▶ MATERIAL PROVIDED:
=-=-=

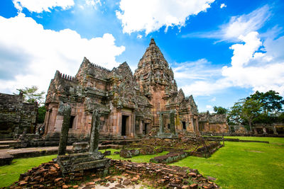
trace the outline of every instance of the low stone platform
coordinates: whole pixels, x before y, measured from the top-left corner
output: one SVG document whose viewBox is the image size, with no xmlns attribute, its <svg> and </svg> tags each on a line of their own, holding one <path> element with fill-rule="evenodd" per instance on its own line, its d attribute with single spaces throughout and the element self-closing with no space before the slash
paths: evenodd
<svg viewBox="0 0 284 189">
<path fill-rule="evenodd" d="M 87 189 L 102 188 L 102 185 L 106 188 L 114 182 L 119 183 L 115 185 L 116 188 L 134 188 L 133 185 L 140 183 L 153 188 L 219 188 L 214 183 L 216 178 L 204 177 L 197 170 L 188 167 L 111 160 L 109 173 L 103 176 L 102 170 L 91 169 L 62 174 L 60 166 L 51 161 L 21 174 L 18 181 L 9 188 Z M 81 184 L 78 185 L 78 183 Z"/>
<path fill-rule="evenodd" d="M 104 156 L 99 151 L 77 153 L 58 156 L 56 161 L 63 173 L 97 168 L 107 169 L 110 159 Z"/>
</svg>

=-=-=

▶ DESCRIPTION OF THE TASK: Render every line of the records above as a Markdown table with the columns "Row" and "Record line", numbering the rows and skipping blank lines. Leave the pictures out of the table.

▶ TASK ANSWER:
| Row | Record line |
|---|---|
| 1 | trace the outline of every instance of the low stone platform |
| 2 | coordinates: whole pixels, x before y, measured from the top-left corner |
| 3 | output: one SVG document whose viewBox is the image size, with no xmlns attribute, its <svg> and </svg> tags each on a line of their own, holding one <path> element with fill-rule="evenodd" per instance on its own line, its d attribute with single spaces throughout and the element self-closing with no space before the slash |
| 4 | paths: evenodd |
| 5 | <svg viewBox="0 0 284 189"> |
| 6 | <path fill-rule="evenodd" d="M 87 189 L 102 188 L 102 185 L 106 188 L 114 182 L 119 183 L 115 185 L 116 188 L 134 188 L 133 185 L 140 183 L 153 188 L 219 188 L 214 183 L 216 178 L 204 177 L 197 170 L 188 167 L 111 160 L 109 173 L 103 176 L 102 170 L 91 169 L 62 174 L 60 166 L 51 161 L 21 174 L 18 181 L 9 188 Z M 81 184 L 78 185 L 78 183 Z"/> |
| 7 | <path fill-rule="evenodd" d="M 104 156 L 99 151 L 77 153 L 58 156 L 56 161 L 63 173 L 97 168 L 107 169 L 110 159 Z"/> |
| 8 | </svg> |